U. Maine system will allow some remote learning during first two weeks of semester
The University of Maine System says it's giving individual schools and programs more flexibility to teach in hybrid or remote formats for the first two weeks of the semester, as students return to campus during the latest COVID-19 surge.
Chancellor Dannel Malloy says that the system is still prioritizing in-person learning, but he acknowledged that the spread of the omicron variant could temporarily challenge those plans for some students and staff.
Because of that, the system is allowing colleges and individual departments to consider hybrid or remote learning options for the first two weeks of the year. Malloy said local conditions, such as COVID case counts, medical risks, and childcare, will shape those decisions.
"We're not moving large-scale, from in-person learning to online learning. We're just being realistic that it appears the current variant has a few more weeks to go before it reaches its peak, and we're just taking that into account," he said.
──────
Quote the article on the University of Maine System's remote learning plans between "Chancellor Dannel Malloy" and "students and staff.", inclusive.
──────
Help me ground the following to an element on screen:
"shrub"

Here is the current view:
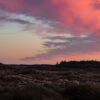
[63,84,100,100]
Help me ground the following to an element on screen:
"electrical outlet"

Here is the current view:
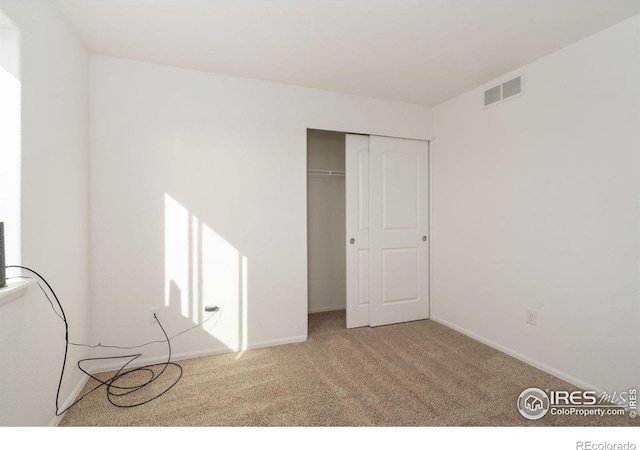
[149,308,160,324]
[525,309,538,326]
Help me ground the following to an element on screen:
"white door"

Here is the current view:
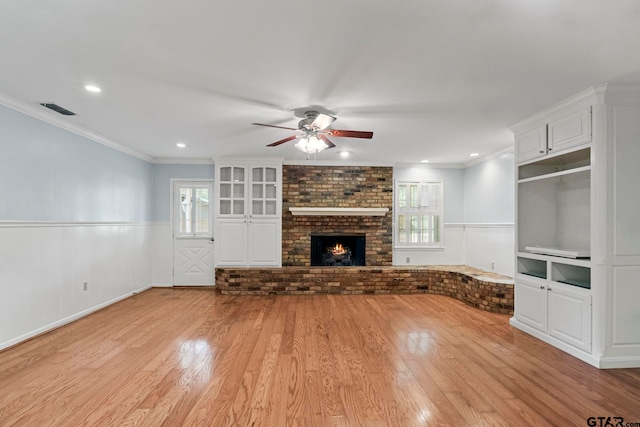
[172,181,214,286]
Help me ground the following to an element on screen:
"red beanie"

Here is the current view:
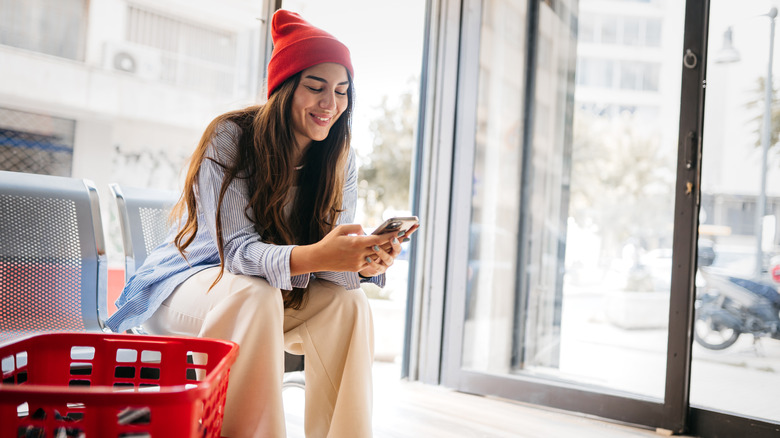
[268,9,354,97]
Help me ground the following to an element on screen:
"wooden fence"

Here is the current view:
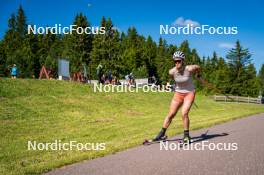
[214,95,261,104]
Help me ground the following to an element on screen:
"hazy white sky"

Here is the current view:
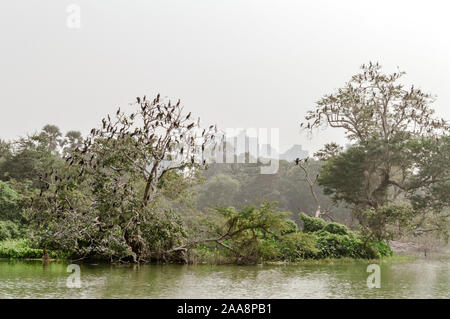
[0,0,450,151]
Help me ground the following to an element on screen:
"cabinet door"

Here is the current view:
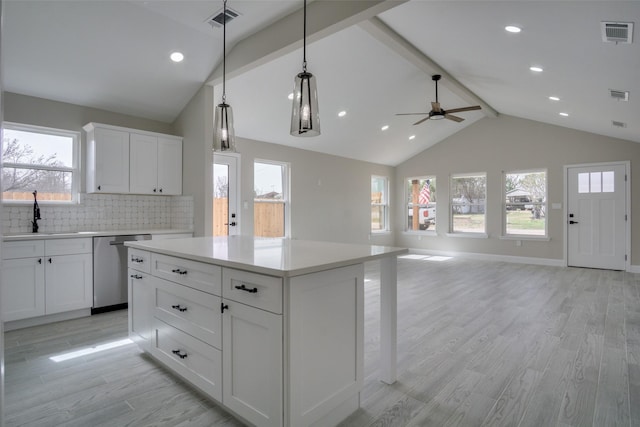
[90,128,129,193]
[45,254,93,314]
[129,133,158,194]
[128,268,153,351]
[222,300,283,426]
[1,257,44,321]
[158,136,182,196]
──────
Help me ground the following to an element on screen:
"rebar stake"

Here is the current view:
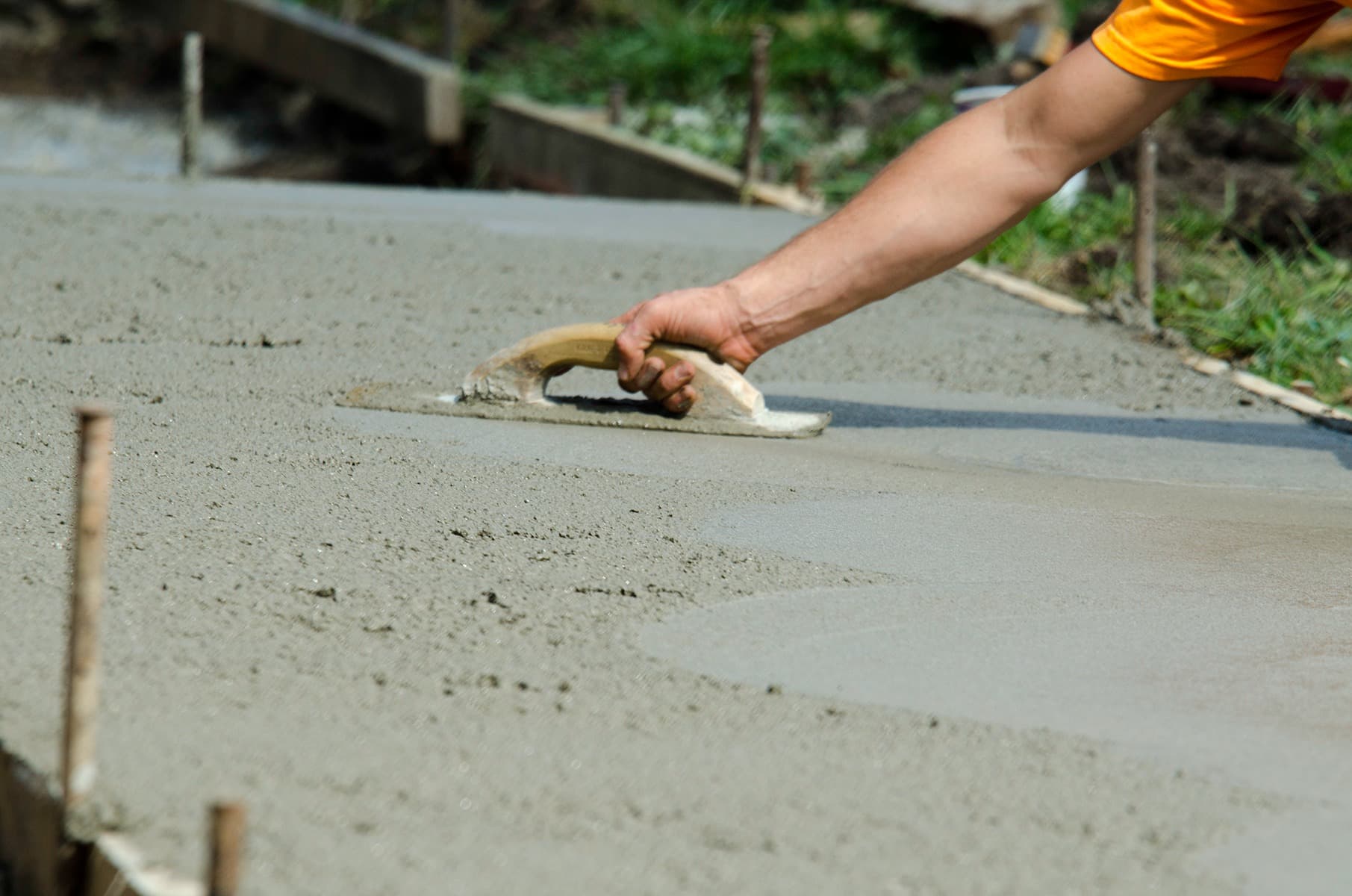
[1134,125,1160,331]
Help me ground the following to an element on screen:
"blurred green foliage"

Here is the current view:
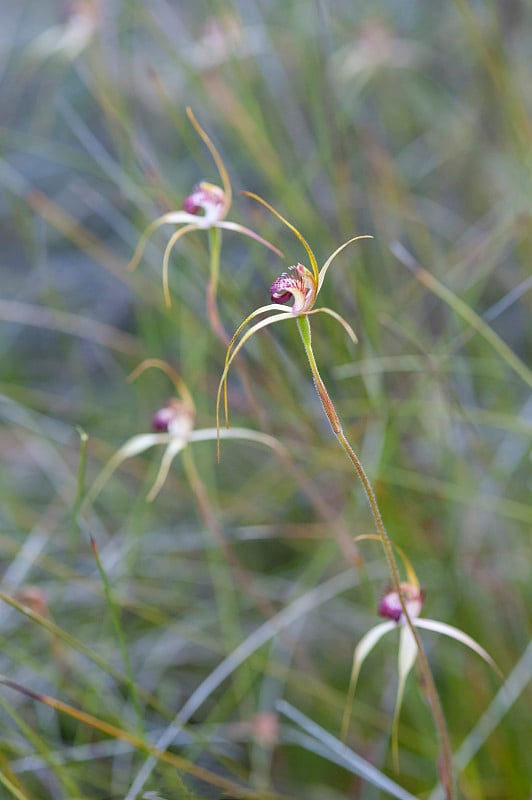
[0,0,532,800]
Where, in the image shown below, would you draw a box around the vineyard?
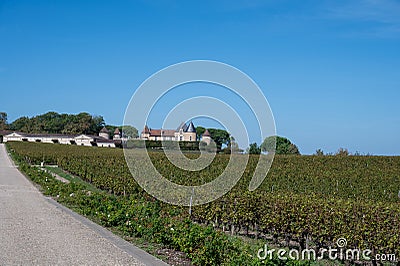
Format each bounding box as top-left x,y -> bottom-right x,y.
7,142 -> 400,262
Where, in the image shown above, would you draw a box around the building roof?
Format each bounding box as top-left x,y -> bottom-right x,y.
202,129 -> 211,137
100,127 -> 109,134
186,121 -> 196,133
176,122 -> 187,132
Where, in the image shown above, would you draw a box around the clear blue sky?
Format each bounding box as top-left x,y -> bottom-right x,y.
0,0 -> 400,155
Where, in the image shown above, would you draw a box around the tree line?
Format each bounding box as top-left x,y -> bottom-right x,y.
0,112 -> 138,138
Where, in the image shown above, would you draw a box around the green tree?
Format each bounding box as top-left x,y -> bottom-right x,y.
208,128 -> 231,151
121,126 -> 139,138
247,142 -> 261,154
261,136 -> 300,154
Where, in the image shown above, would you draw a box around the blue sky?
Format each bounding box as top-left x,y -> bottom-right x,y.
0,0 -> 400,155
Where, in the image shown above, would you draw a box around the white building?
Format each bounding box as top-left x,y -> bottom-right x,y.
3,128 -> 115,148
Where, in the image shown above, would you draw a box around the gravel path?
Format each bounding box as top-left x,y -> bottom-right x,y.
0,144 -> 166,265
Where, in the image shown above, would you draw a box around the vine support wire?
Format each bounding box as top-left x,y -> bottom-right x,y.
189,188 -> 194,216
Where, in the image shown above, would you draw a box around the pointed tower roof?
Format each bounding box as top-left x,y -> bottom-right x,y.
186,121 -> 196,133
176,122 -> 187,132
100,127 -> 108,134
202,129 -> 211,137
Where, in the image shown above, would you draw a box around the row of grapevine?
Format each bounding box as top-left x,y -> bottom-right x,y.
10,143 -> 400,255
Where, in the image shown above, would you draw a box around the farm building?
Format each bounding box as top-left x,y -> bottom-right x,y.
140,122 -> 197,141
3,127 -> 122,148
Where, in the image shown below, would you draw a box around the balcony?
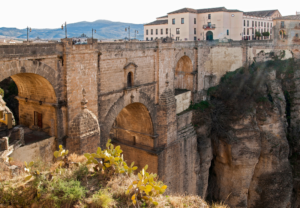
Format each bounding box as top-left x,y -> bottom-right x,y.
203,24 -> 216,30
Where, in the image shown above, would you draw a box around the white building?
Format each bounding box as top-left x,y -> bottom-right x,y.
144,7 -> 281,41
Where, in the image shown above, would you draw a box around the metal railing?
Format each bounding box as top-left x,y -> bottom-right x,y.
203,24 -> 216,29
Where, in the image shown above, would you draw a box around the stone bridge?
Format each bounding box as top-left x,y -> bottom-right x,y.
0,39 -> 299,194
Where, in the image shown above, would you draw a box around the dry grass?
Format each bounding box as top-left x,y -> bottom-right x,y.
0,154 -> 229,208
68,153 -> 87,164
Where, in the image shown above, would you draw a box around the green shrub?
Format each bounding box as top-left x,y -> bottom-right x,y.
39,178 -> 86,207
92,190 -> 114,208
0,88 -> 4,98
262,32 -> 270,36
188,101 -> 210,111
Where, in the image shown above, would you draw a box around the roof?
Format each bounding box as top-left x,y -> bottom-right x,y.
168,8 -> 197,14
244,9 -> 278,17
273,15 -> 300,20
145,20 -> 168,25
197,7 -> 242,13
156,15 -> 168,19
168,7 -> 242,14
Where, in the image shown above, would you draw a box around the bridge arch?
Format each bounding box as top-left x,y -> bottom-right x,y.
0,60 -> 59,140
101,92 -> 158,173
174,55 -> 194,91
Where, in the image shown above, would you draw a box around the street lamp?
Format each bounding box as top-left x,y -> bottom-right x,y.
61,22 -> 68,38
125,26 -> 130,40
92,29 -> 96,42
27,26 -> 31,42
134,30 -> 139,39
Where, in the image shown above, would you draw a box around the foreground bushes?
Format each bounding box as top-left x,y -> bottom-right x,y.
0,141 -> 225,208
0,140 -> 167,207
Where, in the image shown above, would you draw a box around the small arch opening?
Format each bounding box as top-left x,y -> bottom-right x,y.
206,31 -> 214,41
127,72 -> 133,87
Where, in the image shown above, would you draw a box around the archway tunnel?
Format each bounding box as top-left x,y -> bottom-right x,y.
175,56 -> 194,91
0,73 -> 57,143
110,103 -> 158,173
──────
▶ _The answer_:
Chancellor Dannel Malloy says that the system is still prioritizing in-person learning, but he acknowledged that the spread of the omicron variant could temporarily challenge those plans for some students and staff.